TASK OBJECTIVE →
I'd like the entries repeated exactly, pictures omitted.
::::::::
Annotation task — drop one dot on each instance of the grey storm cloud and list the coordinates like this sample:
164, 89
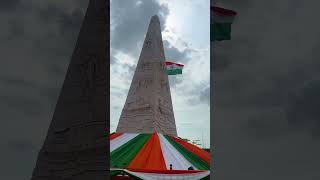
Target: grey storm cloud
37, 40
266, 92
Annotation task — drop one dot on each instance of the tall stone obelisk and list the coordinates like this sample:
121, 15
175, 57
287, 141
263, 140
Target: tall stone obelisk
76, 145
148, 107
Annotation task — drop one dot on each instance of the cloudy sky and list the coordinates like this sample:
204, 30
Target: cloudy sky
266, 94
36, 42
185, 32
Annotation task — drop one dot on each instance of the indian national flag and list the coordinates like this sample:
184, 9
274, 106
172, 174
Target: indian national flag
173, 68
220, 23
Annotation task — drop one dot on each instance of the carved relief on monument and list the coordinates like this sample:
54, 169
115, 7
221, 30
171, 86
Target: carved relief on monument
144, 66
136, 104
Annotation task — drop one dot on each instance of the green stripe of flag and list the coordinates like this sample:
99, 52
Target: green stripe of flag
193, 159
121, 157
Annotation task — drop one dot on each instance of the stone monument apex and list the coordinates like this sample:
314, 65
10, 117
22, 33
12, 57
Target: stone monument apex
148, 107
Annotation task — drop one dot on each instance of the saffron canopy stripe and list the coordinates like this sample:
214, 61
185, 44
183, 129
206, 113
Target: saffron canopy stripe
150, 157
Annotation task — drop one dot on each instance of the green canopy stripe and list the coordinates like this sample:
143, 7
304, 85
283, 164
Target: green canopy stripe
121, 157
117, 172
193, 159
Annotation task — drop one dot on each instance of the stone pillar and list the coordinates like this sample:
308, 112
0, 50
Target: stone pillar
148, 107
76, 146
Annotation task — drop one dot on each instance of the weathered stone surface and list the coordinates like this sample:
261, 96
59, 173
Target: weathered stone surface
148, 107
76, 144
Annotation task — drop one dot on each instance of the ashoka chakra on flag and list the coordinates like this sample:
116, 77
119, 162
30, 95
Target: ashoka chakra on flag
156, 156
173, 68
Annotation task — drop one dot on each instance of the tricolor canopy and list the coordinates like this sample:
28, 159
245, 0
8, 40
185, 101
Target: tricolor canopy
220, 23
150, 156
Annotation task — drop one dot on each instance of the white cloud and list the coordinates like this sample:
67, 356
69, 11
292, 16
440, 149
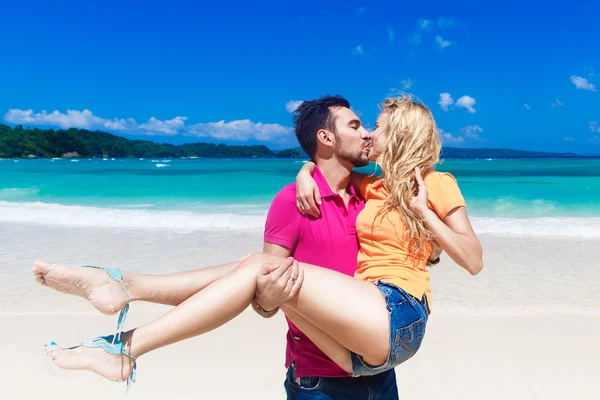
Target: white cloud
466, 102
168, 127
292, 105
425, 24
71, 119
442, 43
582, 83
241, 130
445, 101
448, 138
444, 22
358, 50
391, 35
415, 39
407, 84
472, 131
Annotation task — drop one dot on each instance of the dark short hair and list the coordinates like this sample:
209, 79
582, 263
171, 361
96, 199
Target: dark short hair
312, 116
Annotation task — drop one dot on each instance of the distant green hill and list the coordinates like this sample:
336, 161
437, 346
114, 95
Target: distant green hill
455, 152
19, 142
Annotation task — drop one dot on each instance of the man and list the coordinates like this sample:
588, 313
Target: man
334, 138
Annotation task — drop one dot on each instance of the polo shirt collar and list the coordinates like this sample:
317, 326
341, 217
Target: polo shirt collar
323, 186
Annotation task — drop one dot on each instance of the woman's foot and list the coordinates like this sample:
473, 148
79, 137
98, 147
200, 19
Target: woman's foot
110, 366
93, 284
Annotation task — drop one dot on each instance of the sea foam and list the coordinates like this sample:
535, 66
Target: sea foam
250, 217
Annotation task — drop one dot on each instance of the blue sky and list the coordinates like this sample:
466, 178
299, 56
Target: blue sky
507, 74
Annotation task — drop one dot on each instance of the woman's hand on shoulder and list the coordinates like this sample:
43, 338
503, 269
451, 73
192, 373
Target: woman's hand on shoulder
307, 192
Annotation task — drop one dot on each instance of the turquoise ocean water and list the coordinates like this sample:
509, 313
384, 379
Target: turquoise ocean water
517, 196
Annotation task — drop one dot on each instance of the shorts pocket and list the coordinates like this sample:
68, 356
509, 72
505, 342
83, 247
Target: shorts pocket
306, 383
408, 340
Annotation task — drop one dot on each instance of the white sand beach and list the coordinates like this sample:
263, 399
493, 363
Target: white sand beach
::::::::
RESPONSE →
Annotation task — drop one dot on each instance of the grey storm cloud and list the coordinates like this sample:
164, 89
Target: grey storm cloud
37, 40
266, 92
Annotation task — drop one dot on each instance of the tall stone obelisk and list the coordinates like this sample:
121, 15
175, 57
287, 141
263, 140
Target: tall stone obelisk
76, 145
148, 107
Annotation task — drop one dot on each instance of the cloudy sky and list the coordinates like this sample:
204, 30
Target: cloudy sky
266, 94
36, 42
185, 32
Annotation task — drop one dot on each instance of the indian national flag and list the coordinates like this sample:
184, 9
274, 106
172, 174
Target: indian national flag
173, 68
220, 23
Annotation task — drop one dot on each instance of the carved relief on monument and list the coordinates like this sample:
54, 169
115, 7
221, 30
171, 86
Target: carved relief on monument
144, 66
136, 104
Annotation task — drop one dot on each instance of the green stripe of flag and list the coordinates like this sample:
99, 52
Target: green stripe of flag
193, 159
121, 157
Annotation task — drop one dot on each instance of the stone monument apex and list the coordinates like this sample:
314, 65
10, 117
22, 33
12, 57
Target: stone monument apex
148, 107
Annotation task — drop one dot on each instance of the saffron canopy stripe and list the coordinates like this sample:
214, 61
185, 44
183, 129
206, 113
Target: saffron canopy stripe
150, 157
Annotation task — drop one dot on each instance of the green canopy stripe and list the coordinates like this sample:
143, 7
304, 85
283, 164
Target: green canopy stripe
121, 157
117, 172
193, 159
Annotation task — drop one dot on each instance of the stone pillar and list the coordinates like this sample:
308, 112
0, 50
Target: stone pillar
148, 107
76, 146
Annotation task — drop one dot on each instance of the weathered stone surface and list the coordinates like this sample:
261, 96
59, 173
Target: weathered stone surface
148, 107
76, 144
Annotation task — drop one dot on each instance of the ashoka chakra on flag and list the coordinates like this sample:
116, 77
119, 162
30, 95
Target: ashoka chakra on flag
156, 156
173, 68
Annotation task — drop one dot on each instance of the tricolor canopy and list the coordinates like this sample:
28, 159
245, 0
8, 40
185, 101
Target: tricolor canopy
220, 23
150, 156
Annotation task — drop one dot on each instance of the white cloud and list the coordinates like this sample:
67, 356
69, 11
292, 16
440, 149
Target: white cloud
466, 102
168, 127
292, 105
425, 24
71, 119
442, 43
582, 83
241, 130
445, 101
448, 138
444, 22
358, 50
391, 35
415, 39
407, 84
472, 131
Annotation task — drop one dot on each instance of the dark short hair and list the coordinates like this sample:
209, 79
582, 263
171, 361
96, 199
Target: dark short hair
312, 116
Annotation task — drop one dot on each instance of the distant green hill and list the coordinates like this sample:
336, 161
437, 346
114, 95
Target: distant green hill
455, 152
19, 142
Annotation task — drop one dot on each instance of the man and list the coordinates like this sample:
588, 313
Target: man
334, 138
Annotation task — drop one dot on each instance of the polo shirt collar and list the coordinates like this sample:
317, 326
341, 217
Target: polo shirt collar
323, 186
Annotation task — drop one dot on each instance of the woman's foot and list the coordinates like this sample:
473, 148
79, 137
98, 147
200, 19
Target: woman's foot
110, 366
93, 284
Annotation task — drop one dot on each instance of the sea foam and list the coordinates like this sample:
535, 66
Target: sea foam
250, 217
Annotation task — drop one dot on each instance of the blue sky and list the coordinates like this sample:
466, 178
299, 56
Target: blue sky
507, 74
Annotation task — drop one dot on each instance of the woman's hand on shoulder and list the coordinates like this sample:
43, 338
503, 269
451, 73
192, 373
Target: woman's hand on shoulder
307, 192
Annotation task — drop one dot on each instance of the turquoise ocean water and list the coordinates like this sample:
509, 313
384, 379
Target: turquoise ocean water
517, 196
Annotation task — drop one dot on each instance of the shorts pocket and list the coordinates like this sample:
68, 356
509, 72
505, 342
83, 247
Target: shorts pocket
306, 383
408, 340
Annotation task — drop one dot on each instance of the white sand beach and list the coordinates like this sample:
263, 399
493, 363
Target: white sand beach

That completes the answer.